:: RECORDED DATA

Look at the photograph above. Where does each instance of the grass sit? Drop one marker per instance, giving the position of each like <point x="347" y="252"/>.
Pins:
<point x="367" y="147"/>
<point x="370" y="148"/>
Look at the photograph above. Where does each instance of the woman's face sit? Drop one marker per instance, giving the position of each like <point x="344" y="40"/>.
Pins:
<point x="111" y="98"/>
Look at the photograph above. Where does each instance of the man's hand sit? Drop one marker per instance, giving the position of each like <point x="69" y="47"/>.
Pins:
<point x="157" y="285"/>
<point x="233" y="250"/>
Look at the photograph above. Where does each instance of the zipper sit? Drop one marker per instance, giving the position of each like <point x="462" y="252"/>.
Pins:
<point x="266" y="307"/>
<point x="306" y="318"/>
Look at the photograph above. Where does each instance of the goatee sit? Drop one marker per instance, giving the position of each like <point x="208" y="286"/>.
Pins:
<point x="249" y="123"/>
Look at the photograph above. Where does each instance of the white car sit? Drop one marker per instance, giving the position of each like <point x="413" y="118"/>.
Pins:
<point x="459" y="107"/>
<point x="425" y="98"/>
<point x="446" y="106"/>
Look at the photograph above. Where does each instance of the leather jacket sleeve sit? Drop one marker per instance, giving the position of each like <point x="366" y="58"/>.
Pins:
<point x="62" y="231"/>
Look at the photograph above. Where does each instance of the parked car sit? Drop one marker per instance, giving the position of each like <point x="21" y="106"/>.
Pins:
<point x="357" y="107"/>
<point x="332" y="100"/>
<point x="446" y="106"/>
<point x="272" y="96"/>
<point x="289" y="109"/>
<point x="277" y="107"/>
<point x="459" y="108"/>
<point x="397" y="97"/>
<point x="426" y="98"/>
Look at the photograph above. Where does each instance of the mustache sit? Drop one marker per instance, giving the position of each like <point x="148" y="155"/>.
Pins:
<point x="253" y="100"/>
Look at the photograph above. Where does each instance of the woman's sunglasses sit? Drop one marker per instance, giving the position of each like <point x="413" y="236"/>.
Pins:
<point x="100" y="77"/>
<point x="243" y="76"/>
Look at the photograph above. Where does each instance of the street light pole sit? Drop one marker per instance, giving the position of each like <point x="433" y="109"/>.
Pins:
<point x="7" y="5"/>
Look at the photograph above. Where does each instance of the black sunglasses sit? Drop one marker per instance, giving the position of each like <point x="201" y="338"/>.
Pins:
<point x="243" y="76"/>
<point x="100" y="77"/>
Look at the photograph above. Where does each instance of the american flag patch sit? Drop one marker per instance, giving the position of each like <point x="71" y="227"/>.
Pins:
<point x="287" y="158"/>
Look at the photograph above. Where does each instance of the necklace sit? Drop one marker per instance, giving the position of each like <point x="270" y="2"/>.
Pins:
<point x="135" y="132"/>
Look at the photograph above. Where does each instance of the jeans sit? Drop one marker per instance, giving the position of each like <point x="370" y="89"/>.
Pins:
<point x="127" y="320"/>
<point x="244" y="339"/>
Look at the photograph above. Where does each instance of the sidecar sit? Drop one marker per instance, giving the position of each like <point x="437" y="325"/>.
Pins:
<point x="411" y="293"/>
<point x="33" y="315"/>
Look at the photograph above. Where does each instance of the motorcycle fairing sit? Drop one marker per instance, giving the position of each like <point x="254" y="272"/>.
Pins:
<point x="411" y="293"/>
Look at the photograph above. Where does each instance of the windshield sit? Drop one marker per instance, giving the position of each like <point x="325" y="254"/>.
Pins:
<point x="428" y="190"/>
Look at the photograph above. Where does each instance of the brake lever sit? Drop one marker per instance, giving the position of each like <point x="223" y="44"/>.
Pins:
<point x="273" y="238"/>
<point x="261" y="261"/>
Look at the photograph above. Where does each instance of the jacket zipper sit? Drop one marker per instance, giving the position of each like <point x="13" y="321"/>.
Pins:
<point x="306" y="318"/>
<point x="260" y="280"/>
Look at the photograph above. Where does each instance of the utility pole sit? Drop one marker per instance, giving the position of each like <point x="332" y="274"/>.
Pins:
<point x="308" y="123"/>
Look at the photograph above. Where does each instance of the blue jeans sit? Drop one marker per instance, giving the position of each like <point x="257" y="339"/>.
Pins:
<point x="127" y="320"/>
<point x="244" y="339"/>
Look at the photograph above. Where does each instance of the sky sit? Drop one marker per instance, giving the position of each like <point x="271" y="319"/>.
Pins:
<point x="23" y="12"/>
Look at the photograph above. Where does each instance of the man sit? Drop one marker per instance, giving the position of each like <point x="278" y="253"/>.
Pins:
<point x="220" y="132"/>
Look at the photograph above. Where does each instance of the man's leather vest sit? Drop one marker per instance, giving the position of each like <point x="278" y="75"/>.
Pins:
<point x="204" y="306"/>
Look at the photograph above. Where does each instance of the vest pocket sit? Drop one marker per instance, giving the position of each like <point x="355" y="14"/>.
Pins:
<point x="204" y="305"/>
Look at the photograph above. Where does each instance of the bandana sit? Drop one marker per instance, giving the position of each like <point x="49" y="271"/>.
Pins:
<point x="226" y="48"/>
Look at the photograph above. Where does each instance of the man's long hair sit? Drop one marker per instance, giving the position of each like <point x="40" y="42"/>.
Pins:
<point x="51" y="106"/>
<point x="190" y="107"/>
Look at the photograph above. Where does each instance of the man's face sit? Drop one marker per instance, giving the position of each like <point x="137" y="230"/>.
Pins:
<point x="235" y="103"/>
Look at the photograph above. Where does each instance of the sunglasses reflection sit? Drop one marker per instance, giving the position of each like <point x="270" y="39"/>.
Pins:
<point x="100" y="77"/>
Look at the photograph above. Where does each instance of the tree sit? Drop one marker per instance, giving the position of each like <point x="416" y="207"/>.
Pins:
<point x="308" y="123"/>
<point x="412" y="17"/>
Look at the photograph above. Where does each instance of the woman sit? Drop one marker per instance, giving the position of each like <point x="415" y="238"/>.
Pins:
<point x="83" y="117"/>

::::

**EXERCISE GOAL:** Each line above must be printed exactly as it appears.

**SOLUTION BELOW:**
Look at the photograph above. Where does each instance of the grass sit? Drop one marker per instance, giving the position of each like <point x="347" y="252"/>.
Pins:
<point x="367" y="147"/>
<point x="370" y="148"/>
Look at the photograph above. Where does each instance of the woman's face sit? Drop one marker per instance, giving the position of each like <point x="344" y="40"/>.
Pins:
<point x="111" y="98"/>
Look at the photograph above. Where does each instance of the man's hand sit? Drop one marker per instance, giving the position of each like <point x="69" y="47"/>.
Pins:
<point x="157" y="285"/>
<point x="233" y="250"/>
Look at the photograph above. Where does each instance of the zipper sit? Drop one marker per instance, giving the position of each like <point x="462" y="252"/>.
Pins:
<point x="266" y="307"/>
<point x="306" y="318"/>
Look at the photograph above. Where does each instance of the goatee sit? Drop one marker per instance, giving the position of each like <point x="208" y="286"/>.
Pins:
<point x="249" y="123"/>
Look at the photograph above. Where does each instance of the white car sit? Drop one marker per instance, giving the position of each like <point x="413" y="118"/>.
Pins:
<point x="459" y="107"/>
<point x="425" y="98"/>
<point x="446" y="106"/>
Look at the photograph above. Where does each instance of the leather jacket sleeve sit? Drop one marker per instance, giving the position of each like <point x="366" y="58"/>.
Pins:
<point x="62" y="231"/>
Look at the photograph above. Where does each instance of the parked car sit? Drop one marker per instance, giving the position of each like <point x="21" y="106"/>.
Pins:
<point x="357" y="107"/>
<point x="332" y="100"/>
<point x="446" y="106"/>
<point x="272" y="96"/>
<point x="289" y="109"/>
<point x="277" y="107"/>
<point x="459" y="108"/>
<point x="397" y="97"/>
<point x="426" y="98"/>
Look at the photograph above. Where does each instance of the mustache sit? Drop one marker per instance, giving the position of each like <point x="148" y="155"/>.
Pins:
<point x="253" y="100"/>
Look at the photograph above. Where does each instance of the woman's sunglasses sit? Drop one marker per instance, giving the position of each like <point x="413" y="236"/>.
Pins:
<point x="100" y="77"/>
<point x="243" y="76"/>
Look at the photograph above. Where does each instance of the street light pole sit? Drop one marker per instance, giving the position of each like <point x="433" y="109"/>.
Pins:
<point x="7" y="5"/>
Look at the photograph above. Where does each instance of the black sunglasses sit? Drop one marker per instance, giving the position of each like <point x="201" y="338"/>.
Pins:
<point x="243" y="76"/>
<point x="100" y="77"/>
Look at the photograph above. Where does each instance of the american flag patch sit? Drop one marker per instance, giving the position of each like <point x="71" y="227"/>.
Pins:
<point x="287" y="158"/>
Look at the photograph above. Where does each instance of the necklace sit? Drop one marker per instance, giving the position of each like <point x="270" y="2"/>.
Pins:
<point x="135" y="132"/>
Look at the photograph above. Where does each instance of the jeans sit? Drop one marker per instance, giving the position of each like <point x="370" y="89"/>.
Pins:
<point x="127" y="320"/>
<point x="244" y="339"/>
Look at the photograph above. Where does each instance of the sidecar sit? Drop one marker per instance, giving the position of each like <point x="437" y="325"/>.
Pins:
<point x="411" y="293"/>
<point x="33" y="315"/>
Look at the photograph above. Where does each instance of the motorcycle fairing sit? Drop one marker per instance, giving the position of each like <point x="254" y="272"/>.
Pins:
<point x="411" y="293"/>
Look at the photograph above. Where does each instance of the windshield sit? Drop one marker per instance, giving the position of each like <point x="325" y="254"/>.
Pins:
<point x="428" y="190"/>
Look at the photograph above. Where does each instance of the brake lever sit? Drop one marker per instance, giving the position of each like <point x="223" y="44"/>.
Pins:
<point x="273" y="238"/>
<point x="261" y="261"/>
Look at the photograph above. Where does each instance of the jacket zipper sit? Drop one marker per instance, giving the position of each like <point x="13" y="321"/>.
Pins:
<point x="306" y="318"/>
<point x="260" y="280"/>
Look at the photograph above. Where does each instance of the utility pole sit? Drop one marker per instance, giving the position of each like <point x="332" y="274"/>.
Pins:
<point x="308" y="123"/>
Look at the photograph above. Where does each instance of the blue jeans sit? Drop one marker per instance, giving the position of each like <point x="257" y="339"/>.
Pins:
<point x="127" y="320"/>
<point x="244" y="339"/>
Look at the photograph above. Where does each instance of the sky sit? Drop one marker per instance, giving the position of each like <point x="271" y="319"/>.
Pins:
<point x="23" y="12"/>
Look at the photograph above. Where does each instance of the man sit? Drop one marker per instance, giving the position of each like <point x="278" y="253"/>.
Pins:
<point x="220" y="132"/>
Look at the photograph above. Where does each instance of the man's leather vest sit? Drop one marker per instance, giving the position of each like <point x="278" y="75"/>.
Pins:
<point x="204" y="306"/>
Look at the photograph above. Where does each instance of the vest pocket sit? Drop one marker per instance, giving the position of each like <point x="355" y="14"/>.
Pins:
<point x="204" y="305"/>
Look at the photograph above. Where does each instance of the bandana sit? Drop one marker per instance, giving the position of each like <point x="49" y="271"/>.
Pins:
<point x="226" y="48"/>
Look at the photograph above. Where does each instance of the man's long hair sit? Drop one marker per instance, giving the position of each like <point x="40" y="42"/>.
Pins:
<point x="51" y="106"/>
<point x="190" y="107"/>
Look at the photograph above. Where does each instance of the man's face sit? Drop one marker per instance, giving the position of each like <point x="137" y="230"/>.
Pins:
<point x="235" y="103"/>
Look at the photograph above. Where does each instance of the sunglasses reflection sit? Drop one marker per instance, giving the position of each like <point x="270" y="39"/>.
Pins:
<point x="100" y="77"/>
Look at the photograph above. Where does each instance of the tree sit? Drop one marker per instance, giving the position of each like <point x="416" y="207"/>.
Pins:
<point x="308" y="123"/>
<point x="412" y="17"/>
Look at the photograph above. Where does each instance of the woman sit? Drop one marker per instance, giving the position of each like <point x="415" y="238"/>.
Pins:
<point x="83" y="117"/>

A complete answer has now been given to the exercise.